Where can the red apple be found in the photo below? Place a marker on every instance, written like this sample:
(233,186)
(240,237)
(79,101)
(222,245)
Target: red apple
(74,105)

☆ ☆ ☆ ☆

# What this task involves:
The material above needs to be copied out in full, exactly as given.

# Solution to the exercise:
Where can the red apple be found in the photo below? Place a marker on every instance, written like this sample:
(233,186)
(240,237)
(79,101)
(222,245)
Target: red apple
(74,105)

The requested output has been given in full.